- [Consignes]:
A: D'après la critique, à quelle date Cavale et Un couple épatant sortent-ils en salles ?
B: Recopiez le passage de la critique situé entre « Lucas Belvaux nous offre » et « mener à bien. », ces deux bornes comprises.
C: Traduisez en anglais cette phrase de la critique : « Ce triptyque, composé d’un thriller, d’une comédie et d’un mélodrame (étiquettes à ne pas prendre à la lettre), met chaque fois à l’avant-plan une histoire particulière, avec des personnages principaux différents et sur un mode original. »

- [Extrait du texte]:
**********

La preuve par trois

Louis Danvers
Louis Danvers Journaliste cinéma

Lucas Belvaux nous offre non pas un, mais trois films ! Un remarquable triptyque, conjuguant thriller, comédie et drame, avec destins croisés, personnages mémorables et regard sur le monde

Parce qu’il s’est installé en France, on oublie trop souvent de citer Lucas Belvaux parmi les cinéastes belges les plus talentueux. Le frère aîné de Rémy (coauteur de C’est arrivé près de chez nous) s’était révélé comme… acteur dans Allons z’enfants de Boisset, Hurlevent de Rivette et dans le délectable Poulet au vinaigre de Chabrol. Passé derrière la caméra depuis 1992, il réalisa Trop d’amour puis – quatre ans plus tard – Pour rire!, deux oeuvres qui révèlent une personnalité remarquable et une sensibilité aux êtres, à l’amour, à l’humour et au temps qui file, autant d’éléments qu’on retrouve dans l’ambitieux projet qu’il vient de mener à bien.

Lucas Belvaux nous entraîne aujourd’hui dans la folle et magnifique aventure de trois films tournés simultanément et sortant (presque) de même. Cavale et Un couple épatant déboulent dans les salles le 15 janvier, avant qu’ Après la vie les y rejoigne une semaine plus tard.

Ce triptyque, composé d’un thriller, d’une comédie et d’un mélodrame (étiquettes à ne pas prendre à la lettre), met chaque fois à l’avant-plan une histoire particulière, avec des personnages principaux différents et sur un mode original. Mais les héros de chaque film se retrouvent également présents dans ceux des autres, créant une circulation dramatique extraordinaire entre ces trois destins croisés, baignant par ailleurs dans une très crédible réalité. Du brio de la construction narrative à la justesse de comédiens inspirés (Dominique Blanc, Ornella Muti, Catherine Frot, Gilbert Melki, François Morel et Belvaux lui-même), l’ensemble est une réussite admirable, que la réalisation sobre et attentive du cinéaste achève de rendre indispensable.

**********

Données enregistrées:
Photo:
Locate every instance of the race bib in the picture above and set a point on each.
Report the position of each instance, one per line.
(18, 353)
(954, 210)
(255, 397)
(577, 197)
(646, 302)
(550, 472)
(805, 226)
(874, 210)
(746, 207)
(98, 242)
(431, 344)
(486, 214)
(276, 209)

**********

- [Corrigés complets]:
A: Le 15 janvier.

B:
Lucas Belvaux nous offre non pas un, mais trois films ! Un remarquable triptyque, conjuguant thriller, comédie et drame, avec destins croisés, personnages mémorables et regard sur le monde

Parce qu’il s’est installé en France, on oublie trop souvent de citer Lucas Belvaux parmi les cinéastes belges les plus talentueux. Le frère aîné de Rémy (coauteur de C’est arrivé près de chez nous) s’était révélé comme… acteur dans Allons z’enfants de Boisset, Hurlevent de Rivette et dans le délectable Poulet au vinaigre de Chabrol. Passé derrière la caméra depuis 1992, il réalisa Trop d’amour puis – quatre ans plus tard – Pour rire!, deux oeuvres qui révèlent une personnalité remarquable et une sensibilité aux êtres, à l’amour, à l’humour et au temps qui file, autant d’éléments qu’on retrouve dans l’ambitieux projet qu’il vient de mener à bien.

C: This triptych, made up of a thriller, a comedy and a melodrama (labels not to be taken literally), each time brings a particular story to the forefront, with different main characters and in an original mode.